GOAL OF THE EXERCISE - Your answer should be the records, copied exactly, with the pictures removed.

EXERCISE MATERIALS -
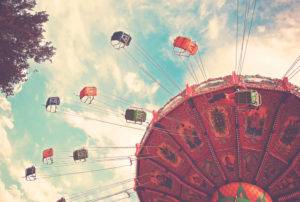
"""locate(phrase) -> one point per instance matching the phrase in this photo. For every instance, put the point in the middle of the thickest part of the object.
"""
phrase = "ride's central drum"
(243, 192)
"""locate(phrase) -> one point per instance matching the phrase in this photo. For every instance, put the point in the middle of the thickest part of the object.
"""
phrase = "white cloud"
(137, 85)
(215, 26)
(6, 123)
(10, 194)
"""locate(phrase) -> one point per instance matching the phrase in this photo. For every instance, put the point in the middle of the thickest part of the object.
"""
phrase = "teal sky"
(81, 31)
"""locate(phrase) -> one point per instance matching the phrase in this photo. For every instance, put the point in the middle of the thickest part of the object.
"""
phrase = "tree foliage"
(21, 39)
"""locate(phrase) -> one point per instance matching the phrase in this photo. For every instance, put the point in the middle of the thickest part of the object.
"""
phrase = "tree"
(21, 39)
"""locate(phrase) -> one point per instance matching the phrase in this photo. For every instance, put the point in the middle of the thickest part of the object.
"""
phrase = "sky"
(81, 31)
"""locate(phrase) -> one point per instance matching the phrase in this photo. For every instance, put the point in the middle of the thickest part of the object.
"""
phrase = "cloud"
(6, 123)
(137, 85)
(215, 25)
(10, 194)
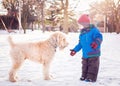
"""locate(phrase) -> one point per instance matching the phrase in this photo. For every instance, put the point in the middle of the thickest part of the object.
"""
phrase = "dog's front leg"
(46, 67)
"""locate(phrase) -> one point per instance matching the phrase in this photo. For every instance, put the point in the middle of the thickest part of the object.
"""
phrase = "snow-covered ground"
(65, 68)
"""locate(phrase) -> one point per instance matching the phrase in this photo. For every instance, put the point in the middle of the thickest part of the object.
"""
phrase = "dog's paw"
(13, 79)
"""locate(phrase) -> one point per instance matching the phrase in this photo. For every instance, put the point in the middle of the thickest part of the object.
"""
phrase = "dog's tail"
(11, 42)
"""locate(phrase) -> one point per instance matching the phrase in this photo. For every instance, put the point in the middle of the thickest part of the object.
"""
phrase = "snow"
(65, 68)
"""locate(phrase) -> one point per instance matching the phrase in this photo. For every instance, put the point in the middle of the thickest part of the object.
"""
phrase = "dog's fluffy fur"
(42, 52)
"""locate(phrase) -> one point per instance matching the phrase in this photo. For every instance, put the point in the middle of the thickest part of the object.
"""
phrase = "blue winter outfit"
(86, 38)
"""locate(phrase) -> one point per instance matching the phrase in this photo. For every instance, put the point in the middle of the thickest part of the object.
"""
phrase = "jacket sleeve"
(77, 47)
(97, 36)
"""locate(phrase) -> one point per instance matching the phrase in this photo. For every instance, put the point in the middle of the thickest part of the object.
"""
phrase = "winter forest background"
(35, 20)
(59, 14)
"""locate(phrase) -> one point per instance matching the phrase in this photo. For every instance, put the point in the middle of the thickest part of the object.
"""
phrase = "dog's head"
(60, 40)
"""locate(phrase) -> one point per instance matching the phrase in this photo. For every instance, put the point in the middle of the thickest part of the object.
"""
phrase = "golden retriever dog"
(41, 52)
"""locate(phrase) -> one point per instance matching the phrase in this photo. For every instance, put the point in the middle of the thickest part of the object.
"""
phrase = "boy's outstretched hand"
(72, 53)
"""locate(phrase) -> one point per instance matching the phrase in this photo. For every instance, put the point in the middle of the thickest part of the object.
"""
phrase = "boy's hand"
(72, 53)
(94, 45)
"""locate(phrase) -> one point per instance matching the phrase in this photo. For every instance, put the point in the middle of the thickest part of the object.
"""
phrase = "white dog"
(42, 52)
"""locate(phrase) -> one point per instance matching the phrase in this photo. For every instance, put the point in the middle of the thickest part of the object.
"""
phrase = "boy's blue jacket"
(86, 38)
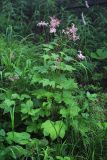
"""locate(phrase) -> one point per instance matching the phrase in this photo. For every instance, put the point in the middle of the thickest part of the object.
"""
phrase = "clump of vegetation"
(53, 69)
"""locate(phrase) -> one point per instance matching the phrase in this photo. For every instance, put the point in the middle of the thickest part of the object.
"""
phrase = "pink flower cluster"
(86, 4)
(80, 55)
(42, 24)
(71, 32)
(54, 23)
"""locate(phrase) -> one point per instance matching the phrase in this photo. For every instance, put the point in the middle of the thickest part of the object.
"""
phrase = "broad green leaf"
(20, 138)
(54, 129)
(26, 107)
(100, 54)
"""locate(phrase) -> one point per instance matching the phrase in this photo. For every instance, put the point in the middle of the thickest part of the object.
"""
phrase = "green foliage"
(52, 103)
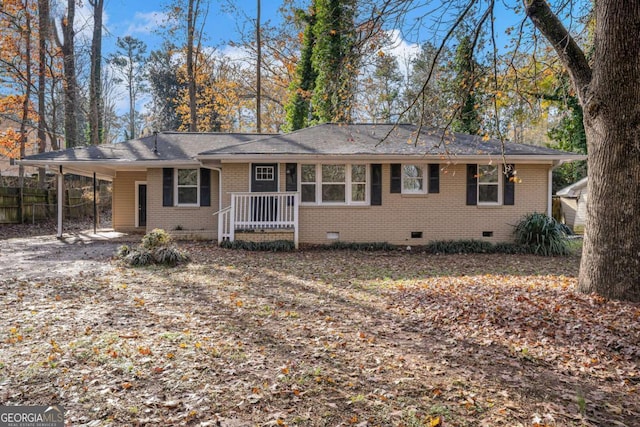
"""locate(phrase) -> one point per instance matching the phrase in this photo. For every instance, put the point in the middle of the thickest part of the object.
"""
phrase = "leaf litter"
(317, 338)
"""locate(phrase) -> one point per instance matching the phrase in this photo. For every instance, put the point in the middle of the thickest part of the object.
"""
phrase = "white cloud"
(146, 23)
(402, 50)
(83, 23)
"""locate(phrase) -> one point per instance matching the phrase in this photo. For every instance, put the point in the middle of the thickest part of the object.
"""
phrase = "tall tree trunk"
(611, 252)
(95, 78)
(132, 105)
(258, 73)
(43, 37)
(609, 91)
(193, 113)
(70, 85)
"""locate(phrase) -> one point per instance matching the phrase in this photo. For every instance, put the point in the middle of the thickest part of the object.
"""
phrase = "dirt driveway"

SOLUTION FOR THIS EXERCISE -
"""locate(phrase) -> one point per instance matching the phrase in this photo. For every instance, put the point in the middle of the thickest part of the object.
"""
phrase = "ride's central drum"
(243, 192)
"""locate(phrase) -> one point per instance matching the phrase in this photo. For every instance, put the point in the middle of the thickest part of the object.
"""
phrase = "white cloud"
(137, 85)
(215, 26)
(6, 123)
(10, 194)
"""locate(phrase) -> one point per instance matching the phrase in this photo. For every instance, put the point in the middle of the thickest part of the object.
"""
phrase = "teal sky"
(81, 31)
"""locate(phrase) -> one point per instance matching the phrase in this photo. For every instance, put the point in the middle of the thickest part of the object.
"""
phrase = "tree foliage"
(21, 39)
"""locate(phrase) -> one point per instance matching the phrase in this photo. For every instance, put the point in the middle of the thickest part of the object.
"""
phrase = "tree"
(21, 39)
"""locate(phrase) -> one point per instance matching the phrase in this photo. For every instance, put the point in the middle of the thickest part of the object.
"""
phrase = "sky"
(81, 31)
"""locate(phrase) -> one point per instance matching the phrase in this photo. For every instance, put the point in the middle of the thickest part of the object.
"""
phrase = "cloud"
(6, 123)
(137, 85)
(215, 25)
(10, 194)
"""locate(phrase) -> one point per instance matching the phrase in this photo. For every instance, put the point in the middle of the thickest part of the object.
"""
phrase = "dog's front leg"
(46, 67)
"""locate(phrase) -> one point per instance matching the phrase in this photo. For every instance, put the point in the middle of the thickest part of the object.
"""
phrase = "snow-covered ground"
(65, 68)
"""locate(phrase) -> one point per instance matching the phrase in this photo. For every instance, put the point in the middle of the thickest part of the object.
"""
phrase = "dog's paw"
(13, 79)
"""locate(phrase) -> one point per instance matching the phrase in this photo. For every instance, put the point in the middle of the thickest part of the object.
"""
phrase = "dog's tail"
(11, 42)
"""locate(phrase) -> one point per instance matching the phrase in this photo. For every instance, put the point in the middle of the thickest part of the object.
"""
phrase = "snow"
(65, 68)
"""locate(phrase) -> one point per instance matching the phrase in this photo. For every instance, put the point in the middle of the thickest part of the object.
"""
phrase = "dog's fluffy fur"
(42, 52)
"""locate(phrase) -> one point per instance matching the phrase in this photo. For every instance, put the point in the middle of the thickest part of the object.
"""
phrase = "blue winter outfit"
(86, 38)
"""locate(phrase) -> one point per instance matching the phrase in this photo. For every instance, put the point in the middle of the thickest part of the object.
"""
phrase = "jacket sleeve"
(77, 47)
(97, 36)
"""locate(phrase) -> one point per instance matching the phrase in this photo. For every instance, put the point in the middle of the thickest part of the object.
"""
phrase = "winter forest background"
(35, 20)
(59, 14)
"""locate(phrase) -> one point per instance matching the phrase in this photo. For every instance, put the point in the middle of the thickest part of the object.
"""
phrase = "dog's head"
(60, 40)
"""locate(phrase) -> one point per instance matching the phrase in this photo. For every instance, put the point in the middle of the thickest part of the object.
"""
phrase = "golden retriever dog"
(41, 52)
"""locate(phrase) -> one point per instance matching the phrase in this photo. For every instance, put the point in the middle of the thickest part of the object.
"""
phrase = "boy's outstretched hand"
(72, 53)
"""locate(phrase) -> one point per instance matching the phrase in this photo. For every instance, put the point in the middle of the thickest part of the object.
"""
phrase = "boy's hand"
(72, 53)
(94, 45)
"""locate(phrase) -> one point per instance matching the phrase in this photo. For every instance, put the point in the middle of the thickest part of the object.
"""
phrase = "white dog"
(42, 52)
"""locate(phrase) -> one point per instance matching the phrase in this photo. For every instance, put the point in the middle of the thickest part of the object.
"""
phrase = "boy's blue jacket"
(86, 38)
"""locate(phrase) -> one point per instance matching the phrase in this photo. For every instance, put the point in the middle of the thickest part of the object.
"""
phrase = "clump of vegetation"
(53, 69)
"""locate(phrase) -> one point per instance matching the phrase in this photo. For every instance, put the point in the middle of the thickest part of the object.
"""
phrase = "pink flower cluster"
(86, 4)
(80, 55)
(42, 24)
(71, 32)
(54, 23)
"""locate(phrase) -> one point per instance matching the phrase in this photo. For every instance, put the point in the middle of the thickest part of the object.
"""
phrase = "broad green leaf"
(20, 138)
(54, 129)
(26, 107)
(100, 54)
"""locate(phrase) -> one point per instance matching the phrase in this photo. For every instance, put the point in the middle of the thickest part of the object.
"""
phrase = "green foliage"
(52, 103)
"""locate(phrase) -> one point per instance matching the phrase in this photo. For every instance, put the point in the middle of the thickest part of the object.
"""
phrase = "leaf litter"
(317, 338)
"""locate(phrase) -> one point per instance matching the phrase in this photo. For every instance, put the point in the middle of the thickest part of the object.
"""
phrase = "white cloud"
(146, 23)
(402, 50)
(83, 23)
"""locate(phrase) -> one point per instance matching the phrase in this photo. For every instance, put the point in the middle of the thickest part of the object.
"""
phrase = "tall tree trunk"
(611, 252)
(95, 78)
(132, 105)
(258, 73)
(43, 37)
(609, 91)
(193, 113)
(70, 85)
"""locate(phrase) -> one point per instance matching the phrase in this photo. For every instance, put the point in the middle of the thickest part of the object.
"""
phrase = "dirt driveway"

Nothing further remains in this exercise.